#### DATA EXCERPTS

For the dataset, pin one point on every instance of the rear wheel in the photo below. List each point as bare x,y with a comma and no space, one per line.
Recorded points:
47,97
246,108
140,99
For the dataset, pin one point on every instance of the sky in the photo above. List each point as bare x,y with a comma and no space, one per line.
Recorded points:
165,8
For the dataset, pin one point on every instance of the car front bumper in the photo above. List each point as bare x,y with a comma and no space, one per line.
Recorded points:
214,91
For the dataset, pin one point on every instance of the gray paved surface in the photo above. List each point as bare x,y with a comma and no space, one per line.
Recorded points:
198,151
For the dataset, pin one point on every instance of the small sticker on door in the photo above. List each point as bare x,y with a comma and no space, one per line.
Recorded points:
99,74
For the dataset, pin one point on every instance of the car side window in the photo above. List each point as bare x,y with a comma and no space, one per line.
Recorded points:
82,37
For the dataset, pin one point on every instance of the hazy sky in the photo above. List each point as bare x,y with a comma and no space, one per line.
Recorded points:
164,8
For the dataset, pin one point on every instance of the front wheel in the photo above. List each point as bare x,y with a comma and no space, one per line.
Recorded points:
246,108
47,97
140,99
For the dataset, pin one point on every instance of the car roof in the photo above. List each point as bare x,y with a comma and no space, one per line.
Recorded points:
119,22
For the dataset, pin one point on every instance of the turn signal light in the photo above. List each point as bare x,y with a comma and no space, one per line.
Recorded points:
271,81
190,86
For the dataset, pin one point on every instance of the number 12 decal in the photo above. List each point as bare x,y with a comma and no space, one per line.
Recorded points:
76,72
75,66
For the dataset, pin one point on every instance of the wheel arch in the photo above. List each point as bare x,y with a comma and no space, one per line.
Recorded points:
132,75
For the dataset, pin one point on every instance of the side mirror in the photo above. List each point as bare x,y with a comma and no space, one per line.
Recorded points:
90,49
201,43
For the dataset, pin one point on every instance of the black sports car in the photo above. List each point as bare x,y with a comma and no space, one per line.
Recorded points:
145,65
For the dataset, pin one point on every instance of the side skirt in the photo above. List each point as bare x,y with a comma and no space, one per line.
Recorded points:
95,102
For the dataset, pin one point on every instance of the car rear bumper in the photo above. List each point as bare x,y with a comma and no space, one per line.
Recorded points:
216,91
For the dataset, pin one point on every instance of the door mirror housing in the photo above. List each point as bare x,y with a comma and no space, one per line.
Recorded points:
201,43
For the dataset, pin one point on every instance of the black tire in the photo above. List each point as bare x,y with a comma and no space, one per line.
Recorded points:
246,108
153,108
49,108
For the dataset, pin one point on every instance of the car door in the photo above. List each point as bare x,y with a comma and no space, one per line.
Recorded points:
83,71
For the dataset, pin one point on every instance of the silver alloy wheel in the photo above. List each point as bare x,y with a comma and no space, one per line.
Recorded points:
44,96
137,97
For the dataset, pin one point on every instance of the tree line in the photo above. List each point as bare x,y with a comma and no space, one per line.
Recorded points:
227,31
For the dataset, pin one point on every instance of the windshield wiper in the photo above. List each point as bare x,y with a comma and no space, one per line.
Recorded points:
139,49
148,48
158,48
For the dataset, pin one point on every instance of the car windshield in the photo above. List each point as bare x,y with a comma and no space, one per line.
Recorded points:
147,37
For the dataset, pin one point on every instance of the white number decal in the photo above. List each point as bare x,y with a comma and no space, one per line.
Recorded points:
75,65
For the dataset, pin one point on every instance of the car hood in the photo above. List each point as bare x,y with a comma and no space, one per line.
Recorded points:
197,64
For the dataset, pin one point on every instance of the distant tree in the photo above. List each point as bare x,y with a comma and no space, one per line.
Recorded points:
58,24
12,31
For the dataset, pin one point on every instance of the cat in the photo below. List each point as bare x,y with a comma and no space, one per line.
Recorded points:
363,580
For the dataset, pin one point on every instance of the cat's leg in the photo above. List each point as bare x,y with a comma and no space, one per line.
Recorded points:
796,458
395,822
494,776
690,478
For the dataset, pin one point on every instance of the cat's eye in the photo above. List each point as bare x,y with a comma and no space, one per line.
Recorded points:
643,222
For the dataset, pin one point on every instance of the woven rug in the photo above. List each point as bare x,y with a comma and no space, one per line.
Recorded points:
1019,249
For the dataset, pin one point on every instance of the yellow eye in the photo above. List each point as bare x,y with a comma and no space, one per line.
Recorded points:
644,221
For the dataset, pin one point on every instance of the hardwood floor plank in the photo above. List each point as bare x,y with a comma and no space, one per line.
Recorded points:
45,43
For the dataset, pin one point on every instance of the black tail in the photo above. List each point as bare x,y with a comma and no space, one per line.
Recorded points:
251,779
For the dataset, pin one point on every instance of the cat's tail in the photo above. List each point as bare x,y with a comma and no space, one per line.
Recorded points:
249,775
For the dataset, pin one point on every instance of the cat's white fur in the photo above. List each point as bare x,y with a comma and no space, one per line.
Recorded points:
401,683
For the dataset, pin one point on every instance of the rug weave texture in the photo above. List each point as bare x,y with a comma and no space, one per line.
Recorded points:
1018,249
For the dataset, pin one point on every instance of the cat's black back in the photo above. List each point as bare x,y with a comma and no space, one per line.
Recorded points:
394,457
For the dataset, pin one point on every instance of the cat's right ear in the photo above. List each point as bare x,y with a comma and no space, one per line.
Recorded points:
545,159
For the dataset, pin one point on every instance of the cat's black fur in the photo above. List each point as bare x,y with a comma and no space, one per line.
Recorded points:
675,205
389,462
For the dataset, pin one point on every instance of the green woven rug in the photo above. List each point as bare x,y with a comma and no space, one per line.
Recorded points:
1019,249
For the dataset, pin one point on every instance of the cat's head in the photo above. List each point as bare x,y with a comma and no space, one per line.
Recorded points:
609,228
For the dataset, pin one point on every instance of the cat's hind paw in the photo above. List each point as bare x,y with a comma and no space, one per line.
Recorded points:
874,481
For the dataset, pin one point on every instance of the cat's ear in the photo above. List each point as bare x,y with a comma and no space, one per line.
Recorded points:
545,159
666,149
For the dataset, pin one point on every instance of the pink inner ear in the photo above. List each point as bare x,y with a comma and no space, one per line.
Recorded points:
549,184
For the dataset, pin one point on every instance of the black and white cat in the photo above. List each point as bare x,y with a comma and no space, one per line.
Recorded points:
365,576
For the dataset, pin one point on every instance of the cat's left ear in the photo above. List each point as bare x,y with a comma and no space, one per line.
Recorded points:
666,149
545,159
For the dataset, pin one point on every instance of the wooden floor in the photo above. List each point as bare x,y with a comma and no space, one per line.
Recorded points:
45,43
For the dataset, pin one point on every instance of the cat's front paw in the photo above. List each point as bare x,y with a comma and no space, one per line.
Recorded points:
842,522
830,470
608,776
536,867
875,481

########
#### DATA EXCERPTS

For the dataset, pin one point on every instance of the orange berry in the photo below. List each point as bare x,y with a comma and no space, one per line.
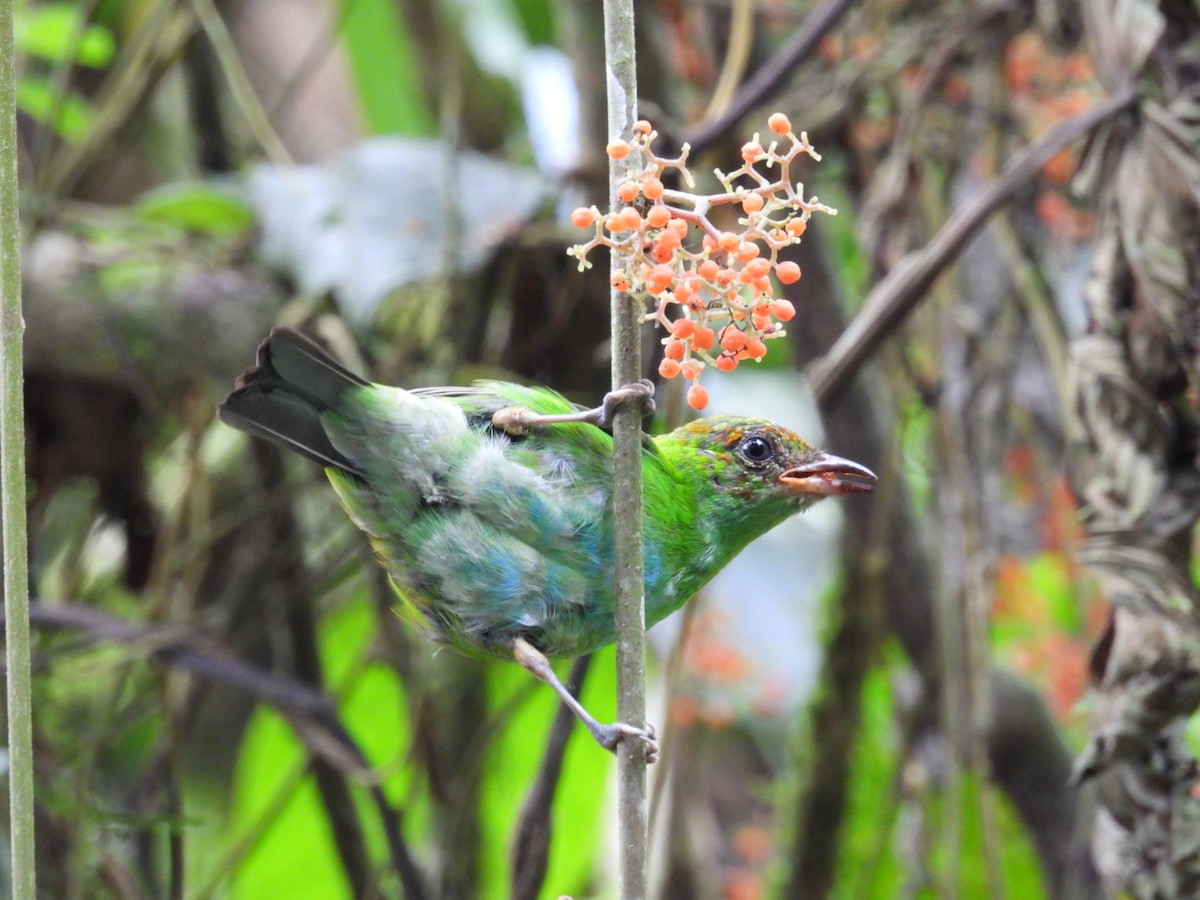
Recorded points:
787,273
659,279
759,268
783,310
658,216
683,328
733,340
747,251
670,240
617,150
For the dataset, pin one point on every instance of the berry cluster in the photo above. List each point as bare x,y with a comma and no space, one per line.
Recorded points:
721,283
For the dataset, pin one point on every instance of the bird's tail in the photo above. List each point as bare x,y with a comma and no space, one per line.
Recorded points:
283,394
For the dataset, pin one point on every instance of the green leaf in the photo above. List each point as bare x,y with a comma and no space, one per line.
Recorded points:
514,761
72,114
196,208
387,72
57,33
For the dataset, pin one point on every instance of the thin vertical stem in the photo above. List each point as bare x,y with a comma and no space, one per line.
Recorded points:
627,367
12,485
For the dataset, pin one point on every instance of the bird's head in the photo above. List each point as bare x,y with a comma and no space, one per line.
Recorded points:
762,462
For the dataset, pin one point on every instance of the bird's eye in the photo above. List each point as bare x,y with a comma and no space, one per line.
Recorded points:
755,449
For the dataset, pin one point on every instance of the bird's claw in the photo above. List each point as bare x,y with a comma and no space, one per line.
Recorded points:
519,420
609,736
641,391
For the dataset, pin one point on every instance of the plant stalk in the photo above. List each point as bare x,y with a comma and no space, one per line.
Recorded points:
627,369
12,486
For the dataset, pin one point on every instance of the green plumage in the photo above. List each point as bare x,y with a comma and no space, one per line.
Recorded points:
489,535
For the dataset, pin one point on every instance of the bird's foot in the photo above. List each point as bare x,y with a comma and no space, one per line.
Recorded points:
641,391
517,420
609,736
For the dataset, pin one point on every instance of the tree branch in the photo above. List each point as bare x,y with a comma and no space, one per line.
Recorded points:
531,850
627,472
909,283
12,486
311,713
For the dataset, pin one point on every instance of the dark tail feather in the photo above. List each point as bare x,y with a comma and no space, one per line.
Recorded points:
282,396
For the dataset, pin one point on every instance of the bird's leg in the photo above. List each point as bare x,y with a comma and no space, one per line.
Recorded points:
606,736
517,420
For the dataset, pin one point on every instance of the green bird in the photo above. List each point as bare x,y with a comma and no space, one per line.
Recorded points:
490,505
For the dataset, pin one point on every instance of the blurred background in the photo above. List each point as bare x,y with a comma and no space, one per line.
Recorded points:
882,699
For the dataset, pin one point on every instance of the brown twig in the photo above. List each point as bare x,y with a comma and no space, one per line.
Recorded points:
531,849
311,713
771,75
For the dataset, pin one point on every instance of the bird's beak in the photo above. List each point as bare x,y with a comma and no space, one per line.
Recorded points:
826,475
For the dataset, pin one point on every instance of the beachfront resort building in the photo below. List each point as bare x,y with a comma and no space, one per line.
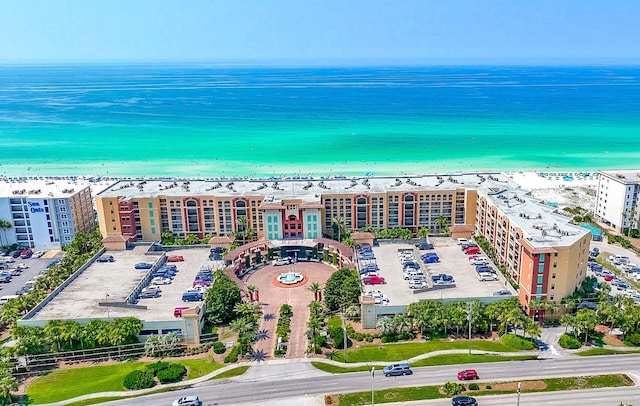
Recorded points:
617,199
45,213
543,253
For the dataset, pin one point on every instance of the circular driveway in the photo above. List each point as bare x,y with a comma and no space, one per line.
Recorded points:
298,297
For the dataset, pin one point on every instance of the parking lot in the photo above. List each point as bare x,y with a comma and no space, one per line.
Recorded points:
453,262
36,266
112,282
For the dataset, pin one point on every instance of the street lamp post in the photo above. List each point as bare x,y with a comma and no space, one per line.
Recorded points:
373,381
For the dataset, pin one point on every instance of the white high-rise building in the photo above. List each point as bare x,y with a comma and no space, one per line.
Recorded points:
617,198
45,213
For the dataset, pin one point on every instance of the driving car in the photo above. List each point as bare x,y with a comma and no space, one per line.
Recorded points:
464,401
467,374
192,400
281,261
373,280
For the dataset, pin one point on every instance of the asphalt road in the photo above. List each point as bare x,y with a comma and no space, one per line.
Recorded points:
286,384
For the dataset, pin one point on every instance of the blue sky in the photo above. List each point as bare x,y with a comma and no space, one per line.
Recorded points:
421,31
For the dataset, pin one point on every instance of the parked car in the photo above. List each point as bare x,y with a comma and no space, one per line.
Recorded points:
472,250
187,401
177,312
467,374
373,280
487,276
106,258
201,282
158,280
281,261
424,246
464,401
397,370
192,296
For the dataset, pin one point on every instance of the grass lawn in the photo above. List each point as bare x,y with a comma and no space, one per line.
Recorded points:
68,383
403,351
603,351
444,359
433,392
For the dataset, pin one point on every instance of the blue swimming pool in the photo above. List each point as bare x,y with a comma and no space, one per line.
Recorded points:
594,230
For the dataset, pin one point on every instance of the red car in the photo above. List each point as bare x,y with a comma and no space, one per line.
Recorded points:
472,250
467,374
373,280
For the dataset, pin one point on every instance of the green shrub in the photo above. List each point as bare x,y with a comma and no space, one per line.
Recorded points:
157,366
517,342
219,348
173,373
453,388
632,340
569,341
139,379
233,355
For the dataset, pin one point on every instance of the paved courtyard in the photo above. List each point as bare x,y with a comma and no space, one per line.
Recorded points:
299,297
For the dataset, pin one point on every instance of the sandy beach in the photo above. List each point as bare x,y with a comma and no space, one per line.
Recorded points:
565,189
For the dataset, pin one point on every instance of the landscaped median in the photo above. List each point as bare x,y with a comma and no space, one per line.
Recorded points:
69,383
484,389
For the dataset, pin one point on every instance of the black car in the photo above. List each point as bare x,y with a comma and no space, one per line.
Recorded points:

########
#### DATA EXCERPTS

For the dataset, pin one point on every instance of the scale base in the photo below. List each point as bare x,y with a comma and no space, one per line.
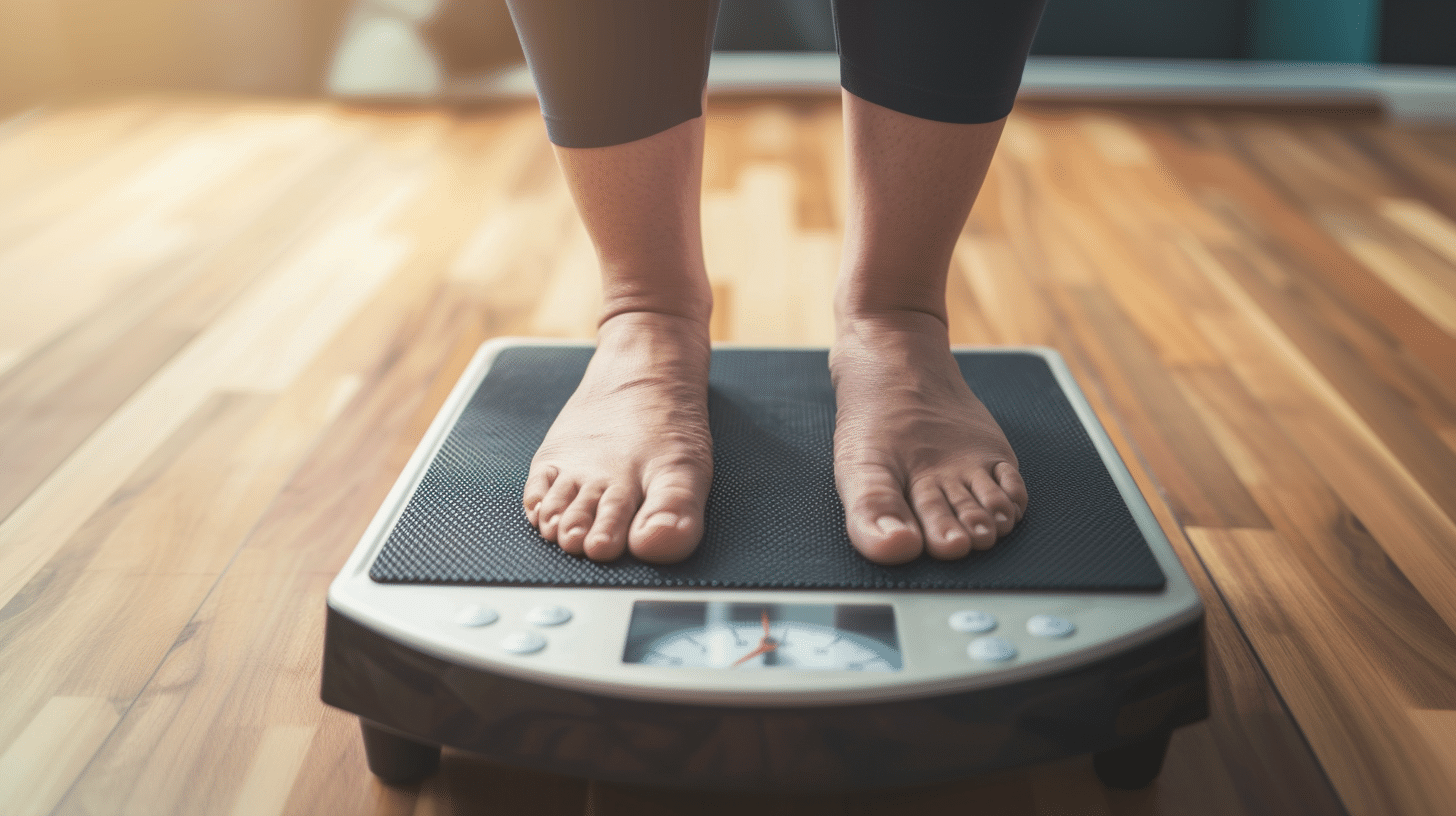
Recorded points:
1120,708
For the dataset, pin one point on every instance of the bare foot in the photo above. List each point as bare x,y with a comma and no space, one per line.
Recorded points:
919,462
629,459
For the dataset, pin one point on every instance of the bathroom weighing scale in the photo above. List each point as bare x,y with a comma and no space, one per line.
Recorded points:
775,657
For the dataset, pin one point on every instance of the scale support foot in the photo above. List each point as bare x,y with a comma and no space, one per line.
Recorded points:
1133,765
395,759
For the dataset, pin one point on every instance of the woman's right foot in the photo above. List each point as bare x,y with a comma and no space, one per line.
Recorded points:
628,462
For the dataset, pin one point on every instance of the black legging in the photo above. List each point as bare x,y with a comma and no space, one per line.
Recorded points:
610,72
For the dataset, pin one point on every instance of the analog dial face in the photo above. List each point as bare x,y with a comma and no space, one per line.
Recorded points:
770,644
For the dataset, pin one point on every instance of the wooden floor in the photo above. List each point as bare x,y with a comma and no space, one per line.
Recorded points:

########

WRITTEN EXERCISE:
Collect every line in the records above that contains the word "blue", with case counting.

RESULT BELOW:
For the dataset, pin one point on every instance of the blue sky in the photo above. List each point as bare x,y with a comma and no space, one per line.
For the dataset, pin one point on every instance of the blue swimming pool in the photo above. List each point as bare x,y with a comma and no space, one per line.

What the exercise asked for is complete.